Coordinate annotation items:
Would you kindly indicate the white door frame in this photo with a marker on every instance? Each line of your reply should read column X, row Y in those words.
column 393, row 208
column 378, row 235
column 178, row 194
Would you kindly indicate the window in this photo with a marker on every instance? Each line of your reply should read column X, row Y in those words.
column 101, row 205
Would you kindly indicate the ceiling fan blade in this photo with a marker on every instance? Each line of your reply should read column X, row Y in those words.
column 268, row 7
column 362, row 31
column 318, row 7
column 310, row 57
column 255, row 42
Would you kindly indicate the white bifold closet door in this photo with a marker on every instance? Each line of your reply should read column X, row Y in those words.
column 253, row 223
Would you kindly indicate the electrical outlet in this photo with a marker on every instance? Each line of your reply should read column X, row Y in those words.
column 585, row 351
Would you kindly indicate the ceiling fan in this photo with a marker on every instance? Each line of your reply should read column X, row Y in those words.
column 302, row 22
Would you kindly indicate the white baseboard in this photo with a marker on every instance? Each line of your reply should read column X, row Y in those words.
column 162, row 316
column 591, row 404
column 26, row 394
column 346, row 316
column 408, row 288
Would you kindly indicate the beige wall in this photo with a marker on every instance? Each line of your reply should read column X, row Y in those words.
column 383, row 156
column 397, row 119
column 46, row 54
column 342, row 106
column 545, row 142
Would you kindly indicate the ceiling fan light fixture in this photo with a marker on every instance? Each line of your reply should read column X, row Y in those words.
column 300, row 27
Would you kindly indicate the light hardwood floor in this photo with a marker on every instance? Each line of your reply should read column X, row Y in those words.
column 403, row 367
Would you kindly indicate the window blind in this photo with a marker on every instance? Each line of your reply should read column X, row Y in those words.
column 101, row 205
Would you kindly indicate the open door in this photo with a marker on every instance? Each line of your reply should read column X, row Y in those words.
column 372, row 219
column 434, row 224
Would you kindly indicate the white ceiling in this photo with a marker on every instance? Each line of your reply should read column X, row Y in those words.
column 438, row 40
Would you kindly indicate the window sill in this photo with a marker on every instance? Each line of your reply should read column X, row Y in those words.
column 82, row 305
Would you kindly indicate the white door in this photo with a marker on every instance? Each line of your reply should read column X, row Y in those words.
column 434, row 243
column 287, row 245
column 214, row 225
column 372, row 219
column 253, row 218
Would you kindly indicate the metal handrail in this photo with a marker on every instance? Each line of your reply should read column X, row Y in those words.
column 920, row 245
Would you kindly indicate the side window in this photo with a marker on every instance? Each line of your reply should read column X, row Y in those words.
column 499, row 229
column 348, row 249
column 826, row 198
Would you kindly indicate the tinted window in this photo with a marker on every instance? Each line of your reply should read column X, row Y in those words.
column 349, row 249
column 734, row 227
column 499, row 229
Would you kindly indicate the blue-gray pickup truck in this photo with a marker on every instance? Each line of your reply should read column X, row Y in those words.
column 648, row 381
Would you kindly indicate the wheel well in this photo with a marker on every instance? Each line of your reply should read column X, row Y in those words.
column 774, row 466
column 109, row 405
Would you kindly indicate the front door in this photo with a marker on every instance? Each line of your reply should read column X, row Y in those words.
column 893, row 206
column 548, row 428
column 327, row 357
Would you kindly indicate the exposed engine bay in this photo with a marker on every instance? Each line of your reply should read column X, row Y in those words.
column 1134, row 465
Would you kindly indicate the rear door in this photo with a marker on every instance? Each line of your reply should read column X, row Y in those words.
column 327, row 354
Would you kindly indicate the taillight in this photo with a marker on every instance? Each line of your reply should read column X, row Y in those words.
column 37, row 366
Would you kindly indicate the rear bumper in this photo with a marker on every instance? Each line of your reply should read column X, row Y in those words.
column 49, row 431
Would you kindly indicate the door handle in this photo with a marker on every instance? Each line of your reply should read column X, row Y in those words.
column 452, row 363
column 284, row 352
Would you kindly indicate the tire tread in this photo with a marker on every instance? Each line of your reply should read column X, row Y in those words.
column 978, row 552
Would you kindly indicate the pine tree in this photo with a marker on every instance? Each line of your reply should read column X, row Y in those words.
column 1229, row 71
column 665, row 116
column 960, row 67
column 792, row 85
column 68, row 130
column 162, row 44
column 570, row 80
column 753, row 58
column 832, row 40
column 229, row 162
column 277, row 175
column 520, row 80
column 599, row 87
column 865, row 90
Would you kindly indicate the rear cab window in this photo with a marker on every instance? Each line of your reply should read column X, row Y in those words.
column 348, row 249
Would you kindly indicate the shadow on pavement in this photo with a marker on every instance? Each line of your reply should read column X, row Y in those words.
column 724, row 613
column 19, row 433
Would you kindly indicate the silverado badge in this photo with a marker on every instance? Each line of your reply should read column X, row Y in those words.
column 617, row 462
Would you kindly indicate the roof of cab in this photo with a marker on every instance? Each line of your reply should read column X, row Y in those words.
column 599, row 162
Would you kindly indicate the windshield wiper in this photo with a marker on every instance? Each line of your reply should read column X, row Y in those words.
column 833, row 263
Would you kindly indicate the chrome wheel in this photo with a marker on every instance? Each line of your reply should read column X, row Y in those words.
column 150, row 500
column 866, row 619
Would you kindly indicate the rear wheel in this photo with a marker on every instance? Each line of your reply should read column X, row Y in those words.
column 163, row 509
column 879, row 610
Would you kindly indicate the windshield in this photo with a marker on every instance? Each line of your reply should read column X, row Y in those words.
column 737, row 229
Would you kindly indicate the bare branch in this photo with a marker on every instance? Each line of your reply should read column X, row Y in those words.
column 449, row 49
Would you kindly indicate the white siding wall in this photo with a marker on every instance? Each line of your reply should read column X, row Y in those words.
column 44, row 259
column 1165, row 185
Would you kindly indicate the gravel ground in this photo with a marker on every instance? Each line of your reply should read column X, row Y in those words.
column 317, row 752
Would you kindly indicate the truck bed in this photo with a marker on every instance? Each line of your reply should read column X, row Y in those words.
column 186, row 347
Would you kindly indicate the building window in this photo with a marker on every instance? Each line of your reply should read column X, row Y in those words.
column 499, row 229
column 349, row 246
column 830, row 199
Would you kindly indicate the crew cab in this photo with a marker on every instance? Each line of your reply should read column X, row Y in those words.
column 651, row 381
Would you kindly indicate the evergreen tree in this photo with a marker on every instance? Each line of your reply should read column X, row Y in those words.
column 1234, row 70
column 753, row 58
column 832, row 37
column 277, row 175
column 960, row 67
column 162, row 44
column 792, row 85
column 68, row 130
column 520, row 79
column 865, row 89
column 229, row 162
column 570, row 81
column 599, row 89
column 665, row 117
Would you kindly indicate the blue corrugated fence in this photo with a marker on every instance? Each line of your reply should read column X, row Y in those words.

**WHAT IS NEEDED:**
Could you rewrite everything from the start of the items down through the line containing "column 178, row 194", switching "white door frame" to "white door trim" and leaving the rest unchanged?

**ANSWER:**
Would you kindly indicate the white door trim in this photo with a marker on every instance? Each line of your reply should read column X, row Y in those words.
column 393, row 208
column 378, row 235
column 178, row 194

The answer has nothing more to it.